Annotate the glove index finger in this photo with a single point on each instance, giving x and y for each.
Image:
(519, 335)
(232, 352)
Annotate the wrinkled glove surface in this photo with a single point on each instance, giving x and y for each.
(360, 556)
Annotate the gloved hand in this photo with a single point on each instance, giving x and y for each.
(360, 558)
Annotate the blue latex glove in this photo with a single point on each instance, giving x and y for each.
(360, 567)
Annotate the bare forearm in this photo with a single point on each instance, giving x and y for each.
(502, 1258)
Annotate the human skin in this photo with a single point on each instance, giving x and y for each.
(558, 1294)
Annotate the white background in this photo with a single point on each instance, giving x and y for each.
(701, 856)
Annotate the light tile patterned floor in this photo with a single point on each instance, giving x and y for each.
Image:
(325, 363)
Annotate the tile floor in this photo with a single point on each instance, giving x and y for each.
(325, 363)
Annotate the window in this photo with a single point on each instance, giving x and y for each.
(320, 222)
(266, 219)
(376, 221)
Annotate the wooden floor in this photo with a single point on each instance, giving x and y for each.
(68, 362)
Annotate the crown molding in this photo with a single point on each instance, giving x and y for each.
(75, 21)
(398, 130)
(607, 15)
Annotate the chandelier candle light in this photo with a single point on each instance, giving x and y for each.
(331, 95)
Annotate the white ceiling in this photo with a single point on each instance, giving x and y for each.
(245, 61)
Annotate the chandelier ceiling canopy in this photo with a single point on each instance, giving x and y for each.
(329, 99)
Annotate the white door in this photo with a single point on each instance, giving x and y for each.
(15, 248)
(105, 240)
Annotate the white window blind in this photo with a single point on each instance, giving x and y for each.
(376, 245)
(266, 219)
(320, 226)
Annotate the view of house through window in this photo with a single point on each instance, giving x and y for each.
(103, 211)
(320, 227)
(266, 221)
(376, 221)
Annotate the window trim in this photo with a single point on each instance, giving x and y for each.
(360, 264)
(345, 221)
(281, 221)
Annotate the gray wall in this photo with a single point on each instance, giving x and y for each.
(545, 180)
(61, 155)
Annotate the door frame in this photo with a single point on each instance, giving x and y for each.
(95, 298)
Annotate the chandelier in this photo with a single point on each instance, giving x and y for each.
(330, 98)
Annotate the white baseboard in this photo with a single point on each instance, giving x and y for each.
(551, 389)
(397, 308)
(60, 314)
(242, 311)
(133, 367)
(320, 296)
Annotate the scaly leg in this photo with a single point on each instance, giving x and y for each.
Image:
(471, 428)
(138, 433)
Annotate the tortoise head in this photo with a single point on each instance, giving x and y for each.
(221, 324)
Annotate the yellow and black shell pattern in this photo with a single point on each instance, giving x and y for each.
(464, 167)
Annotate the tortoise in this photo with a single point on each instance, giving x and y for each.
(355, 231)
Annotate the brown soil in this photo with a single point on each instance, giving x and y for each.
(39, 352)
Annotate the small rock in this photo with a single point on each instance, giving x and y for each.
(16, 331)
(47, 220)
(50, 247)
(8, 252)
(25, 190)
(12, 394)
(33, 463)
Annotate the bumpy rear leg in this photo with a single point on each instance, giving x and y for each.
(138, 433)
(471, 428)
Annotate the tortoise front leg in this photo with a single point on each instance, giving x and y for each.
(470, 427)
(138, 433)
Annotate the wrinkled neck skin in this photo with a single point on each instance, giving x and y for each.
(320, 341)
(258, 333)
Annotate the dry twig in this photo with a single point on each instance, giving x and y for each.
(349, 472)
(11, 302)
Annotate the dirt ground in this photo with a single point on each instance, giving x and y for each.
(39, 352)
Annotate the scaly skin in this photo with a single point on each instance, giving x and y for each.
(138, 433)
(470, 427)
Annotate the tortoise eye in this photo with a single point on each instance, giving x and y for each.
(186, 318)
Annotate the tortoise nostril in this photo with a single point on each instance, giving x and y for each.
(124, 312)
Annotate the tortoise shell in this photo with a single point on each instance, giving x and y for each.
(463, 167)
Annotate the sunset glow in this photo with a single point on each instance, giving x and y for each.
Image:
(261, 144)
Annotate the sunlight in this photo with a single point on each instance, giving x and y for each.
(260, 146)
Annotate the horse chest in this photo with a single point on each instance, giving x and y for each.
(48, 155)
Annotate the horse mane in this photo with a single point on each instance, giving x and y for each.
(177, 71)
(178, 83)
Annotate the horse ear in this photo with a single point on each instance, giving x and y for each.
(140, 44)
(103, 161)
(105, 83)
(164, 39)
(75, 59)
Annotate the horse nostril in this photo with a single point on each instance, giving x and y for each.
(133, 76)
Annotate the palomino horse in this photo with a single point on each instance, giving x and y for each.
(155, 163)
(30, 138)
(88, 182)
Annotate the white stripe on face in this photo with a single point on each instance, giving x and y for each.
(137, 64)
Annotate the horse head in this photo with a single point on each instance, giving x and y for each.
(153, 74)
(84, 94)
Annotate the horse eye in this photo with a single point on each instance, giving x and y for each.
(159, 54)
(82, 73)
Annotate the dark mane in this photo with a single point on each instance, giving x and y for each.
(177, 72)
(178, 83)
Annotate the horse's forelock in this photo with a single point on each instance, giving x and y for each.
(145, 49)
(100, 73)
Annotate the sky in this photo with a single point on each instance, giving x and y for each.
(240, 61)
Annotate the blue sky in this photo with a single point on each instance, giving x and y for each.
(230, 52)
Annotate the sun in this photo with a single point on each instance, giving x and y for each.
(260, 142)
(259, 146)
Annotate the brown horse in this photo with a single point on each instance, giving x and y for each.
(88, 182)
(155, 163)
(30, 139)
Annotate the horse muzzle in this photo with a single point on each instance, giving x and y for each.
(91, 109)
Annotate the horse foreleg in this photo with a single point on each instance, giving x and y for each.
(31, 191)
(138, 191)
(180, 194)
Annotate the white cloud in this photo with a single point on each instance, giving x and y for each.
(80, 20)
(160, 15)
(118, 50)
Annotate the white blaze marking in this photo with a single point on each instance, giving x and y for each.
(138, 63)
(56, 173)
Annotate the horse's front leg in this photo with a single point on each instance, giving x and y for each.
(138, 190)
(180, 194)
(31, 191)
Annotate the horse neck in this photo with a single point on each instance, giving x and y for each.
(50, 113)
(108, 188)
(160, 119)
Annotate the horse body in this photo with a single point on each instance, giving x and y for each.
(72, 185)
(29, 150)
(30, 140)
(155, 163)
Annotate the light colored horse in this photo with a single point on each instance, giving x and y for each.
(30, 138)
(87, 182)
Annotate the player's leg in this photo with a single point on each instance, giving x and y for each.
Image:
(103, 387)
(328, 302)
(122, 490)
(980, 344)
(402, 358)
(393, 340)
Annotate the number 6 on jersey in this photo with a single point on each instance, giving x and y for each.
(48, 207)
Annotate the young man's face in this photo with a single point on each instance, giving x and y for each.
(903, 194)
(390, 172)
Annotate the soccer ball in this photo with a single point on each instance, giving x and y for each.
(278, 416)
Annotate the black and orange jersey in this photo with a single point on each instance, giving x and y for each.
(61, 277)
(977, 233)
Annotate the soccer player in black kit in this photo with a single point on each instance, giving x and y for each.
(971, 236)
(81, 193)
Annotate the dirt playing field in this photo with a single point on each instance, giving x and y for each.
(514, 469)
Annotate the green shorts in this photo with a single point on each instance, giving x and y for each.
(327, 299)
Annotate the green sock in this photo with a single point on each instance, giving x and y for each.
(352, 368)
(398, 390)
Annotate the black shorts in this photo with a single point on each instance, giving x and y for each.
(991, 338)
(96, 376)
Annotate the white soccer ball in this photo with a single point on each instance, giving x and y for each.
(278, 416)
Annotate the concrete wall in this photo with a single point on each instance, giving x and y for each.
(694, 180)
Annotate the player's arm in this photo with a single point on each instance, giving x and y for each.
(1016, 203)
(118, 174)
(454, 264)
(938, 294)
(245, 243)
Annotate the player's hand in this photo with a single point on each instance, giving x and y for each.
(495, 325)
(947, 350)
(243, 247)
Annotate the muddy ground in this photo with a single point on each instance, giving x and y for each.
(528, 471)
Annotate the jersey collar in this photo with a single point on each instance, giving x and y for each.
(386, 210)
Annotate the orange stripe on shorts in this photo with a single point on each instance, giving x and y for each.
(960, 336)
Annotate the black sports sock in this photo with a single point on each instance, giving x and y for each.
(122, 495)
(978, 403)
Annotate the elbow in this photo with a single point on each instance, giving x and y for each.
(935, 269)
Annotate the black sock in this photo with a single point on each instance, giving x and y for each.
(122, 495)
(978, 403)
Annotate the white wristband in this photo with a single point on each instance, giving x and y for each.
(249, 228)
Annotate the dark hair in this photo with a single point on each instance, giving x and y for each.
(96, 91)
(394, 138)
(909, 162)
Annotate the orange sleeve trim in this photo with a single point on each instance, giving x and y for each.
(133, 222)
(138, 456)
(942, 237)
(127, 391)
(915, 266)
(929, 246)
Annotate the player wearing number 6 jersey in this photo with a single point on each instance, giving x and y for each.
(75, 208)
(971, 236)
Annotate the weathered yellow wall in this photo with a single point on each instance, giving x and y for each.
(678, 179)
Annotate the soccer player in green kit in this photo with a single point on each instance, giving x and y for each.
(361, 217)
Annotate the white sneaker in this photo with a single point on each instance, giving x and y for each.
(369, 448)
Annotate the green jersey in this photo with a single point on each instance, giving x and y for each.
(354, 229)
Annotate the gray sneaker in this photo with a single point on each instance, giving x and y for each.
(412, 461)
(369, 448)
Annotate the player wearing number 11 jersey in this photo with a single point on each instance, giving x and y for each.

########################################

EXERCISE TASK: Can you copy the lines above, from the one containing "Annotate the bare" through the one containing "(558, 1294)", both included? Reproduce them word for word and give nothing else.

SOLUTION FOR THIS PROBLEM:
Annotate the bare forearm in this photo with a single point on each instance, giving x and y for each.
(502, 1258)
Annotate the human skin in this photo with a single point on each instance, giving x and y for each.
(558, 1294)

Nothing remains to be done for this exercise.